TASK DIRECTIONS:
Put the records from the line containing "Each instance receives exactly one keypoint. Mark the flower" through the last line of the records into a Markdown table with the columns Row and Text. Number each row and leave out any blank lines.

RECORDS SHOWN:
□ □ □ □

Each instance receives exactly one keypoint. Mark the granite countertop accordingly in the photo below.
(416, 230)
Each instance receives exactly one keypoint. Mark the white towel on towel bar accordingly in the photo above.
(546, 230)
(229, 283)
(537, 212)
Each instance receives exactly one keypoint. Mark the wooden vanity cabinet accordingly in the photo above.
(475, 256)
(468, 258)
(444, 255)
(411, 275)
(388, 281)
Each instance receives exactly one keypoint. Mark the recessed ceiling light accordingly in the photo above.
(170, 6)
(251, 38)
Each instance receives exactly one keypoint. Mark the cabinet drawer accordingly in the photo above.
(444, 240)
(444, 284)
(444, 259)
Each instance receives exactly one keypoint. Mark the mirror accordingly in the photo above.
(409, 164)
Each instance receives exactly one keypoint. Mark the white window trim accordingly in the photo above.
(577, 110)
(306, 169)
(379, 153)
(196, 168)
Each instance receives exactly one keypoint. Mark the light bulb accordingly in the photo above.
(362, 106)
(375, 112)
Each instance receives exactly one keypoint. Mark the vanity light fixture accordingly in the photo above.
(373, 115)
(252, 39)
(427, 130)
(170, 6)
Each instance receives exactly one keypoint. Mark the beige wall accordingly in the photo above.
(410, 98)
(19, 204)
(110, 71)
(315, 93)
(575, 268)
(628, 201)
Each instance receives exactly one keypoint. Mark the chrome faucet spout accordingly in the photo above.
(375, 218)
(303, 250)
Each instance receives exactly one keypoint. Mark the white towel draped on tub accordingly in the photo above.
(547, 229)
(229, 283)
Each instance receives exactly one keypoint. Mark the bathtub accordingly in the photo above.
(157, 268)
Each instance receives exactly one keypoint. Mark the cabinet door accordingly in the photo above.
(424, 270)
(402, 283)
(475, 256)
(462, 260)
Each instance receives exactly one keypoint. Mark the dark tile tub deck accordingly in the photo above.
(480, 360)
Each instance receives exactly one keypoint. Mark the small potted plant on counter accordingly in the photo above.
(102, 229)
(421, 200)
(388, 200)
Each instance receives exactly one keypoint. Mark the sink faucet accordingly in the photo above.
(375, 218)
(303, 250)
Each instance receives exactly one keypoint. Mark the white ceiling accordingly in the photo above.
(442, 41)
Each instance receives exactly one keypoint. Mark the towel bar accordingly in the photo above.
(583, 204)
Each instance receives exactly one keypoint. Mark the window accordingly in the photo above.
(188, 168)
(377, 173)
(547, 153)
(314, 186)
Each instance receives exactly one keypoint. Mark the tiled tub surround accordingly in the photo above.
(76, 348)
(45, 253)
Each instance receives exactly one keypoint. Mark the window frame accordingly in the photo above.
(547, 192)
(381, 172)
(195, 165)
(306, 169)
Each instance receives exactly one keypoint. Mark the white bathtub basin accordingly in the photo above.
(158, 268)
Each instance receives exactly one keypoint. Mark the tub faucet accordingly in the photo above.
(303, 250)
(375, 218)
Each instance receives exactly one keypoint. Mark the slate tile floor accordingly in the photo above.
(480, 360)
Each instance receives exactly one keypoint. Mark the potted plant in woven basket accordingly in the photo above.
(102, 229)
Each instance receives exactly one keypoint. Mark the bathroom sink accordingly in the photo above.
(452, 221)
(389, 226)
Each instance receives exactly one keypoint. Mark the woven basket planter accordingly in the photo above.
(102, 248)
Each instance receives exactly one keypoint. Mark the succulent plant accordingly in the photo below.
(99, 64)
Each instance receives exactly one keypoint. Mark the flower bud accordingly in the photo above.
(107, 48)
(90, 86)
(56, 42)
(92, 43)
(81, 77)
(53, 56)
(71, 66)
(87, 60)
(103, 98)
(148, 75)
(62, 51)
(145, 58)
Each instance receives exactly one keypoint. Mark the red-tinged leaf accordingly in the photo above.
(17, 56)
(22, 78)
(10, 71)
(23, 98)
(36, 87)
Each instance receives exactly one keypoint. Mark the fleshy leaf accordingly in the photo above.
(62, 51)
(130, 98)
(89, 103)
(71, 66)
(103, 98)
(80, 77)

□ □ □ □

SOLUTION:
| Row | Text |
|---|---|
| 1 | Each instance receives exactly one keypoint. Mark the flower bud accordingly in the photo above. |
| 2 | (107, 48) |
| 3 | (90, 86) |
| 4 | (56, 42) |
| 5 | (92, 43) |
| 6 | (81, 77) |
| 7 | (53, 56) |
| 8 | (71, 66) |
| 9 | (87, 60) |
| 10 | (103, 98) |
| 11 | (148, 75) |
| 12 | (62, 51) |
| 13 | (145, 58) |
| 14 | Each instance receives exactly one keypoint. Mark the red-tinged leaf accordingly in the photo above. |
| 15 | (17, 56) |
| 16 | (22, 78) |
| 17 | (10, 71) |
| 18 | (23, 98) |
| 19 | (36, 87) |
| 20 | Each instance receives exactly one keypoint. Mark the fleshy leaf accordingly in the photo above. |
| 21 | (62, 51) |
| 22 | (130, 98) |
| 23 | (89, 103) |
| 24 | (71, 66) |
| 25 | (103, 98) |
| 26 | (80, 77) |